> [Entries drawn from a collection]
------------------------------------

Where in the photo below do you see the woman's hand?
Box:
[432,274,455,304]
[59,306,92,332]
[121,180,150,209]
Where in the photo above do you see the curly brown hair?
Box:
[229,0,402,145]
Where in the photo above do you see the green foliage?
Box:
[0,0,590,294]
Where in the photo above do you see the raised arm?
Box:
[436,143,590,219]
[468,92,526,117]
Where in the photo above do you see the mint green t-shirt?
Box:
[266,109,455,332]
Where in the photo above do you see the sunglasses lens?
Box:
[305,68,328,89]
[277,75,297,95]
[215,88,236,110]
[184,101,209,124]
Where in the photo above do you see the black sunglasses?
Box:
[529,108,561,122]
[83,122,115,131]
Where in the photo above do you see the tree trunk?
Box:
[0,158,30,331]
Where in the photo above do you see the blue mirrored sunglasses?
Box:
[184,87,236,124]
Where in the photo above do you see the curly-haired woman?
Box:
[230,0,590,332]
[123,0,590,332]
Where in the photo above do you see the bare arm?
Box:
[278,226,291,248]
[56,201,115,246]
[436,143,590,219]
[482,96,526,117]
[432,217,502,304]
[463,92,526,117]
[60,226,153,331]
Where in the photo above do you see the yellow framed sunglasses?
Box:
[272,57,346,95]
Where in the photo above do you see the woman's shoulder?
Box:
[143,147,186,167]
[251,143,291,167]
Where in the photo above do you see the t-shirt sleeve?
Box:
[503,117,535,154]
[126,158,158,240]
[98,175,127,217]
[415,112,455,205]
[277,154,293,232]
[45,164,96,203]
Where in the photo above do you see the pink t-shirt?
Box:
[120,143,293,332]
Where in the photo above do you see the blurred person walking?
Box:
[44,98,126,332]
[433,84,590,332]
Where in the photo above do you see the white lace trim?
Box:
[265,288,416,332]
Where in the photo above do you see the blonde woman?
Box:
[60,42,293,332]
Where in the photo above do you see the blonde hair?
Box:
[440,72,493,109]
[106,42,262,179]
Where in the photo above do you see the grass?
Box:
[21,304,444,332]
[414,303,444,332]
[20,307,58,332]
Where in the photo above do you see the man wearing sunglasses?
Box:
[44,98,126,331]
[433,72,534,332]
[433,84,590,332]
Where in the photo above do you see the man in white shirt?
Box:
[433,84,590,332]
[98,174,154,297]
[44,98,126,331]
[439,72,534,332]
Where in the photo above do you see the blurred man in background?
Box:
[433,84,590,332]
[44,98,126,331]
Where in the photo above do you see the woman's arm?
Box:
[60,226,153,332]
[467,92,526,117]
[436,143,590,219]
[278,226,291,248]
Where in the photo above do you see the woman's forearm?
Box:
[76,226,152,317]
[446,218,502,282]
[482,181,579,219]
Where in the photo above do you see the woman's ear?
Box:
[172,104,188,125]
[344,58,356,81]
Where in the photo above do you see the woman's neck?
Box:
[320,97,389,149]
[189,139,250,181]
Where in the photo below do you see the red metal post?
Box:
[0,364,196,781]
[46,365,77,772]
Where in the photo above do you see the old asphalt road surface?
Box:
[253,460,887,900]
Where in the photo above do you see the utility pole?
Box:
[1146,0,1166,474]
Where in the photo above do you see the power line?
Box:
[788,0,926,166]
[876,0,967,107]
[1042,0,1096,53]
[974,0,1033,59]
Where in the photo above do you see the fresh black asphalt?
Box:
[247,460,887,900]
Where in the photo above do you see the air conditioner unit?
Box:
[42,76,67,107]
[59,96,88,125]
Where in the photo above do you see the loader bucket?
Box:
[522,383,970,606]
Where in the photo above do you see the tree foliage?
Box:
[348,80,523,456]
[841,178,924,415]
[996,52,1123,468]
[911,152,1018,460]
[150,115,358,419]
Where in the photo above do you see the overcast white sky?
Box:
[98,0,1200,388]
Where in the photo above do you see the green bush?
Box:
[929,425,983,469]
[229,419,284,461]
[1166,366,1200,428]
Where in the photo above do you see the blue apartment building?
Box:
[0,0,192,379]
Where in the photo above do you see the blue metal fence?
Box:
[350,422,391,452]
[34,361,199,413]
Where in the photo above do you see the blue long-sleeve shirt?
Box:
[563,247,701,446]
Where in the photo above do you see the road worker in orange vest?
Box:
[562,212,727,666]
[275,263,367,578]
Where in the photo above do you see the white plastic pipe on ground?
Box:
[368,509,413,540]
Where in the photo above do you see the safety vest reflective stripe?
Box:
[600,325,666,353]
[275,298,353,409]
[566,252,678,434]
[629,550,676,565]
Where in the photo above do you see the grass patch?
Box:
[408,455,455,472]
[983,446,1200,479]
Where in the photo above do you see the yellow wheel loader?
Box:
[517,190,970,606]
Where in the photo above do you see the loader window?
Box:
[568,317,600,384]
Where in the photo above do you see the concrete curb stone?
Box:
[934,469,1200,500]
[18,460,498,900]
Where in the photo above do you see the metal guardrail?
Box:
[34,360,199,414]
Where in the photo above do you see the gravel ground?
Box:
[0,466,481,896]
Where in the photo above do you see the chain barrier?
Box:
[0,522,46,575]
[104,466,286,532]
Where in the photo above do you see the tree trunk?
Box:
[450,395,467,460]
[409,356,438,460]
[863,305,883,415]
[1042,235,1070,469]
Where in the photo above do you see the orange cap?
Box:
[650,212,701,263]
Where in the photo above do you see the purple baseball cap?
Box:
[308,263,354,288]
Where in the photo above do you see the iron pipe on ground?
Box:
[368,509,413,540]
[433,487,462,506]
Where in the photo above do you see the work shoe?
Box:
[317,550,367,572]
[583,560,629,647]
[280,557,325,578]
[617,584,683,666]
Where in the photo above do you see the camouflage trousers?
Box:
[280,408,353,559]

------------------------------------

> [REQUEST] Turn all the rows above into a numbered list, leaving out any blank lines.

> [SOLUTION TO THIS EXERCISE]
1. Where in the photo below do you see the woman's hand?
2. Box:
3. [432,274,455,304]
4. [59,306,92,332]
5. [121,180,150,209]
6. Where in the photo above do you see the curly brown hair?
7. Box:
8. [229,0,402,145]
9. Where in the photo above do you see the green foliage?
10. Box:
11. [0,0,590,294]
12. Where in the photo above do you see the raised arm?
13. Box:
14. [436,143,590,219]
15. [468,92,526,117]
16. Where in the photo above do you see the mint green t-shirt?
17. Box:
18. [266,109,455,332]
19. Where in the photo above do you see the sunglasses lens?
20. Box:
21. [305,68,328,89]
22. [277,75,297,95]
23. [215,88,236,110]
24. [184,101,209,124]
25. Where in the photo above do you see the black sunglasses?
26. Box:
27. [529,108,561,122]
28. [83,122,115,131]
29. Where in the photo above do you see the tree trunk?
30. Box:
31. [0,158,30,331]
32. Where in the photo above do you see the blue mirrored sunglasses?
33. Box:
34. [184,87,236,124]
35. Where in the photo above do you see the curly-haired woman?
36. Box:
37. [230,0,590,332]
38. [123,0,590,332]
39. Where in the photo above do you see the bare arm?
40. Box:
41. [278,226,291,248]
42. [56,201,115,246]
43. [436,143,590,219]
44. [482,96,526,117]
45. [432,217,502,304]
46. [463,92,526,117]
47. [60,226,153,331]
48. Where in the photo above do you see the yellow framed sunglasses?
49. Box:
50. [272,57,346,95]
51. Where in the photo above do you see the woman's shoulder?
52. Box:
53. [143,147,186,167]
54. [251,143,291,167]
55. Where in the photo above do you see the t-shirt sleeve?
56. Box:
57. [503,117,535,154]
58. [126,158,158,240]
59. [98,175,127,217]
60. [415,112,455,205]
61. [277,154,293,232]
62. [45,164,96,203]
63. Where in the photo above do you see the pink t-shirt?
64. Box:
65. [120,143,293,332]
66. Where in the photo above do you see the blurred person walking?
67. Box:
68. [44,98,126,332]
69. [433,84,590,332]
70. Where in the photo above do you see the white lace trim?
71. Box:
72. [265,288,416,332]
73. Where in the photo above do you see the blonde woman?
74. Box:
75. [60,42,293,332]
76. Where in the photo above do you see the blonde hair?
77. Box:
78. [440,72,493,109]
79. [106,42,262,179]
80. Where in the photo above do you see the grass?
81. Box:
82. [21,304,444,332]
83. [414,303,444,332]
84. [20,307,58,332]
85. Where in the photo above do you see the man wearing sunglasses?
86. Box:
87. [44,98,126,331]
88. [433,72,534,332]
89. [433,84,590,332]
90. Where in the photo above do you see the man in white shirt?
91. Box:
92. [433,84,590,332]
93. [98,174,154,297]
94. [44,98,126,331]
95. [439,72,534,332]
96. Where in the photo above do you see the blurred man in background?
97. Box:
98. [433,84,590,332]
99. [44,98,126,331]
100. Where in the photo above do you see the woman's arm?
101. Box:
102. [60,226,153,332]
103. [467,92,526,117]
104. [436,143,590,219]
105. [278,226,291,248]
106. Where in the photo above do you see the woman's forearm?
107. Box:
108. [76,226,152,317]
109. [446,218,502,282]
110. [482,181,579,219]
111. Where in the photo above do you see the woman's ear?
112. Box:
113. [172,104,188,125]
114. [344,58,356,81]
115. Where in the photo above do you see the woman's neck?
116. Box:
117. [320,97,389,149]
118. [189,139,250,181]
119. Where in the photo below do you see the red metal post?
120. Box:
121. [0,364,196,781]
122. [46,365,77,772]
123. Where in the photo above do you see the old asphalt road surface?
124. Box:
125. [253,460,887,900]
126. Where in the photo above do you see the utility pole?
127. Box:
128. [1146,0,1166,474]
129. Where in the photo above do you see the power line?
130. Box:
131. [788,0,926,166]
132. [876,0,967,107]
133. [1042,0,1096,53]
134. [974,0,1033,59]
135. Where in the photo above do you see the fresh black asphalt?
136. Box:
137. [247,460,887,900]
138. Where in the photo above do you see the air conditioner unit?
139. Box:
140. [42,76,67,107]
141. [59,96,88,125]
142. Where in the photo above do you see the loader bucket?
143. Box:
144. [522,383,970,606]
145. Where in the photo above do you see the tree foliage?
146. Box:
147. [348,80,523,456]
148. [841,178,924,415]
149. [996,52,1123,468]
150. [911,152,1018,460]
151. [150,115,358,419]
152. Where in the photo above do you see the overcast white sky?
153. Box:
154. [98,0,1200,388]
155. Where in the photo above do you see the green bush?
156. Box:
157. [929,425,983,469]
158. [229,419,284,461]
159. [1166,366,1200,428]
160. Where in the photo above do you see the blue apartment building?
161. Box:
162. [0,0,192,379]
163. Where in the photo above do you see the blue metal fence?
164. Box:
165. [350,422,391,452]
166. [34,361,199,413]
167. Where in the photo above do you see the blue long-sleeve shirt?
168. Box:
169. [563,247,701,446]
170. Where in the photo above do you see the road worker in orange vest?
171. Box:
172. [562,212,727,666]
173. [275,263,367,578]
174. Where in the photo above do you see the white plastic pipe on ground?
175. Box:
176. [368,509,413,540]
177. Where in the photo above do you see the safety vest reflective stripe?
178. Box:
179. [600,325,666,353]
180. [275,298,353,409]
181. [566,252,678,434]
182. [629,550,676,565]
183. Where in the photo above do you see the grass patch?
184. Box:
185. [408,455,455,472]
186. [983,446,1200,479]
187. Where in the photo above do you see the yellow wheel loader?
188. Box:
189. [517,190,970,606]
190. Where in the photo above do you see the loader window?
191. Box:
192. [568,317,600,384]
193. Where in the photo above do you see the concrete curb stone?
194. Box:
195. [934,469,1200,500]
196. [18,460,498,900]
197. Where in the photo above do you see the metal guardrail?
198. Box:
199. [34,360,199,414]
200. Where in the photo above do you see the gravel ground?
201. Box:
202. [0,466,481,896]
203. Where in the photo above do you see the chain barrier?
204. Box:
205. [0,522,46,575]
206. [104,466,286,532]
207. Where in the photo above do you see the tree trunk?
208. Box:
209. [450,395,467,460]
210. [409,356,438,460]
211. [863,305,883,415]
212. [1042,235,1070,469]
213. Where in the photo above do you see the orange cap?
214. Box:
215. [650,212,701,263]
216. Where in the photo above do you see the purple baseball cap?
217. Box:
218. [308,263,354,288]
219. Where in the photo above do you see the iron pipe on ground?
220. Box:
221. [368,509,413,540]
222. [433,487,462,506]
223. Where in the photo above do you see the work shoe?
224. Box:
225. [317,550,367,572]
226. [583,560,629,647]
227. [280,557,325,578]
228. [617,584,683,666]
229. Where in the photo above do you see the camouflage trousers?
230. Box:
231. [280,408,353,559]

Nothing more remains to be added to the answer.